### WHAT YOU NEED TO DO
Copy the lines of the listing below verbatim, from the line containing "of the shrub" through the line containing "[[189, 276], [336, 145]]", both included, and output nothing else.

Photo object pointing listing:
⟨

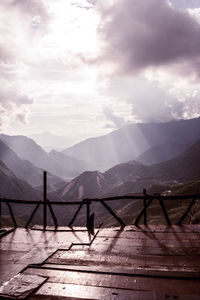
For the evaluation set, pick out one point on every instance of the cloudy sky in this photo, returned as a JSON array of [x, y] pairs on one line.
[[80, 68]]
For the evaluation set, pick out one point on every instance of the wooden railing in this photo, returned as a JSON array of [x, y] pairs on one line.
[[147, 201]]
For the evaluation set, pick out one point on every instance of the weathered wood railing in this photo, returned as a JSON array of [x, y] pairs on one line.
[[147, 201]]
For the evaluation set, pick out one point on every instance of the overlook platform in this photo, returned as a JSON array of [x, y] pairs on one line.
[[136, 262]]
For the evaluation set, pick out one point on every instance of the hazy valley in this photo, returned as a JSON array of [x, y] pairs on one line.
[[155, 156]]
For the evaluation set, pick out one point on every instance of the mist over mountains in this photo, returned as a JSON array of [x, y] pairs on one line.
[[161, 155], [133, 140]]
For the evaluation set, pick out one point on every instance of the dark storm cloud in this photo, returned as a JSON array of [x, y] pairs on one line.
[[142, 34]]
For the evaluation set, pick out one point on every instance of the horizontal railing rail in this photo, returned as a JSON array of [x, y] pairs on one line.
[[147, 201]]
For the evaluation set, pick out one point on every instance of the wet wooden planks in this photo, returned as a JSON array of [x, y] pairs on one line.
[[160, 262], [22, 247]]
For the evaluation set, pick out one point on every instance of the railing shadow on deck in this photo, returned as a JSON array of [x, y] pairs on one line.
[[147, 201]]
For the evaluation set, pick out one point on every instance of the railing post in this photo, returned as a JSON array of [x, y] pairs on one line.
[[88, 212], [144, 205], [44, 199], [0, 214]]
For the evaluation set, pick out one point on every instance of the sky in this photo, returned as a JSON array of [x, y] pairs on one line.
[[78, 68]]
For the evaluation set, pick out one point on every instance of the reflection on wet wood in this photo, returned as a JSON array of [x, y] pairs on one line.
[[146, 262]]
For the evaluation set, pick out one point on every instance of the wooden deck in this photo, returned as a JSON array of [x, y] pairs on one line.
[[145, 262]]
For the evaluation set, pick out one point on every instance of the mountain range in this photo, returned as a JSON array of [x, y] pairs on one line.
[[133, 140], [153, 156]]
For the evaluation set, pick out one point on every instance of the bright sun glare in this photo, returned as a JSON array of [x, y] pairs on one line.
[[73, 28]]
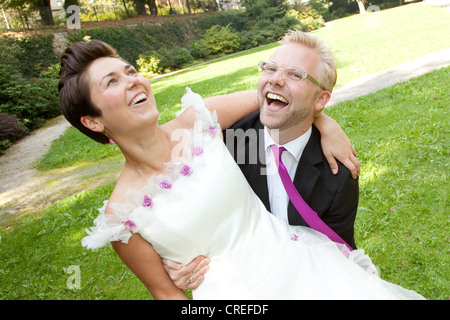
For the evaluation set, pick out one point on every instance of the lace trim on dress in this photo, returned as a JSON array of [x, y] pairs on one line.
[[117, 226]]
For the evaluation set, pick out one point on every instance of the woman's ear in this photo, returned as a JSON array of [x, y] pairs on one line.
[[92, 124]]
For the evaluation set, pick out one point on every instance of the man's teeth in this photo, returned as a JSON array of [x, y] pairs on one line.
[[138, 98], [274, 96]]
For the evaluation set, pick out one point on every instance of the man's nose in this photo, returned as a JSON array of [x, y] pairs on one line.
[[132, 81], [278, 78]]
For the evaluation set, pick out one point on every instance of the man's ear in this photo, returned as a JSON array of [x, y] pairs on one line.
[[322, 100], [92, 124]]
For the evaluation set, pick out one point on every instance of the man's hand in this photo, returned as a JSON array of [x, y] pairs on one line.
[[189, 276]]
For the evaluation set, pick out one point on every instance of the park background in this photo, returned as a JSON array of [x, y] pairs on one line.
[[400, 133]]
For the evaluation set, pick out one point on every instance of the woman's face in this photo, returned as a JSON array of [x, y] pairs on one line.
[[124, 97]]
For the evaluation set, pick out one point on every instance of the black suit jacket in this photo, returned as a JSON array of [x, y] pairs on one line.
[[333, 197]]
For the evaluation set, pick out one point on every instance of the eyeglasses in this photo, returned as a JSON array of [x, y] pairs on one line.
[[294, 74]]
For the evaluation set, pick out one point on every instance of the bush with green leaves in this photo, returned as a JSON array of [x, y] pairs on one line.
[[217, 40], [33, 101], [309, 18], [163, 60]]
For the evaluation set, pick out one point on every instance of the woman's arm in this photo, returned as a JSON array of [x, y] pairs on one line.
[[233, 107], [336, 145], [146, 264]]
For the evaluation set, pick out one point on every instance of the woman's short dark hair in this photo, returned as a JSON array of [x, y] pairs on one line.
[[74, 93]]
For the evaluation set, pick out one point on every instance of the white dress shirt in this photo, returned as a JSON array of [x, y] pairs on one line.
[[278, 197]]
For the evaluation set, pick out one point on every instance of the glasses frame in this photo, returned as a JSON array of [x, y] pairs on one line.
[[304, 75]]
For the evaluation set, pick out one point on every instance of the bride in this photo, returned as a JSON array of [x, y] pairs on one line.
[[180, 195]]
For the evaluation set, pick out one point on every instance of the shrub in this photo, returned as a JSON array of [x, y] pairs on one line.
[[163, 60], [308, 17], [220, 40], [32, 101]]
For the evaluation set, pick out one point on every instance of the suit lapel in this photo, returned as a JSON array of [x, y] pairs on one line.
[[306, 175]]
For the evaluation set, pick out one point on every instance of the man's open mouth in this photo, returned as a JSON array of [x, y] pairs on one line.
[[275, 101], [138, 99]]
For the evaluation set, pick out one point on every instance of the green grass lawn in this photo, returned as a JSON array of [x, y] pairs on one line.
[[400, 133]]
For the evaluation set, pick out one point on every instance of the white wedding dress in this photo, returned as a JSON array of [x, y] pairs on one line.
[[203, 205]]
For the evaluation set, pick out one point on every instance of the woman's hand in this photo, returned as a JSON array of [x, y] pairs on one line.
[[189, 276], [336, 145]]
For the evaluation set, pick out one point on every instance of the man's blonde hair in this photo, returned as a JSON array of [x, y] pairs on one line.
[[327, 71]]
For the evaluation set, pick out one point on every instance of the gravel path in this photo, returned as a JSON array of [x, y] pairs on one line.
[[21, 184]]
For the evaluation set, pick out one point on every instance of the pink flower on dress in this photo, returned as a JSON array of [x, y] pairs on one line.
[[346, 253], [147, 202], [186, 170], [129, 224], [212, 131], [165, 184], [197, 150]]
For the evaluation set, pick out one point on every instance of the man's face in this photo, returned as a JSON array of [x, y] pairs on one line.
[[286, 104]]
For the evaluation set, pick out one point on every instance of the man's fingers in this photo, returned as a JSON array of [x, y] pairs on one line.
[[169, 264]]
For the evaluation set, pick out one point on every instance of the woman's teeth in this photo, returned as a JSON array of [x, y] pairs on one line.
[[138, 98]]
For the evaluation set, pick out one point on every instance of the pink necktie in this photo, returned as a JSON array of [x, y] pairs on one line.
[[308, 214]]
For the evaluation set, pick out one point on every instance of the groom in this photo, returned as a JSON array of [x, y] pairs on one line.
[[294, 87]]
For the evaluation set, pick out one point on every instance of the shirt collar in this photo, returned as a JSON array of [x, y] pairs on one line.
[[295, 147]]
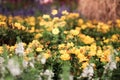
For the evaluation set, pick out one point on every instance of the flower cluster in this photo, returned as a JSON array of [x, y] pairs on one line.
[[90, 48]]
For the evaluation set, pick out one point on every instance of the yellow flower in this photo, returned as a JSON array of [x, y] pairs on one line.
[[65, 56], [55, 31], [54, 12]]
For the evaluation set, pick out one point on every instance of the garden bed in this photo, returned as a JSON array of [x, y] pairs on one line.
[[45, 48]]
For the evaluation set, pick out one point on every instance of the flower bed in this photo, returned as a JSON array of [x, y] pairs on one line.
[[45, 48]]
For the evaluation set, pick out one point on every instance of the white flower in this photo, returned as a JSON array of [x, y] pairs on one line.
[[19, 49], [13, 67]]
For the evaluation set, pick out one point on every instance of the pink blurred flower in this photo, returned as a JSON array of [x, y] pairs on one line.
[[45, 1]]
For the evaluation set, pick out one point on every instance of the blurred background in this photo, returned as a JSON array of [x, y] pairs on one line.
[[36, 7]]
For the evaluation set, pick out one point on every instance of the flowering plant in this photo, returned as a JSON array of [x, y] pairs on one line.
[[65, 47]]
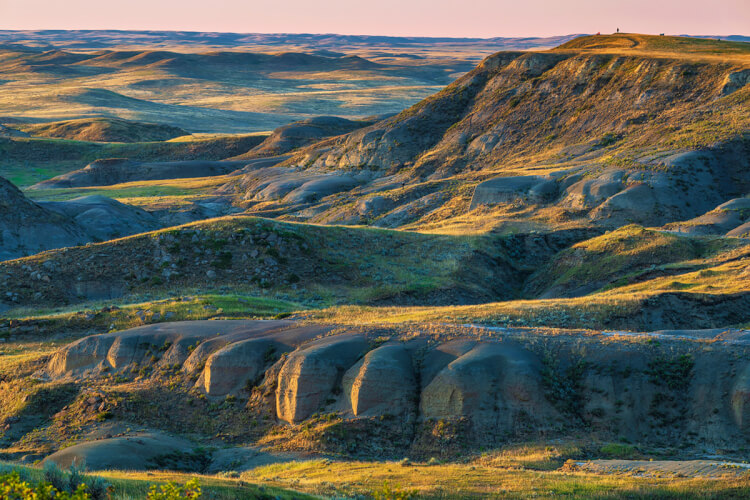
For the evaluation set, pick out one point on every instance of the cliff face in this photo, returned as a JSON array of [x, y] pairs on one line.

⟩

### EXERCISE RESPONSE
For the evaluation set, pick out one point on every instance of the shrub in this photo, returned as a JSON array of [x, y] pairs on one line.
[[163, 60], [308, 17], [220, 40], [32, 101]]
For the evaluation set, pick out one point on every instance of the suit lapel in this photo, returned as a JSON array of [x, y] pairs on one line.
[[306, 175]]
For the evaluation set, pick out one point on every instance of the man's open mouth in this photo, returned as a JSON array of [x, y] pairs on one line.
[[275, 101], [138, 99]]
For the evaluation set, pick out one point on every instance of the green grass lawn in this photo, returned as a JSON array of [x, y] pairs on one line.
[[400, 133]]
For the evaluation set, pick out one point on every instance of the white wedding dress in this photo, returned as a JSON array of [x, y] pairs on one line.
[[203, 205]]
For the evaluation set, pick out one point on every instance of the woman's hand in this photo, returned as a JSON array of [x, y] pairs on one line.
[[189, 276], [336, 145]]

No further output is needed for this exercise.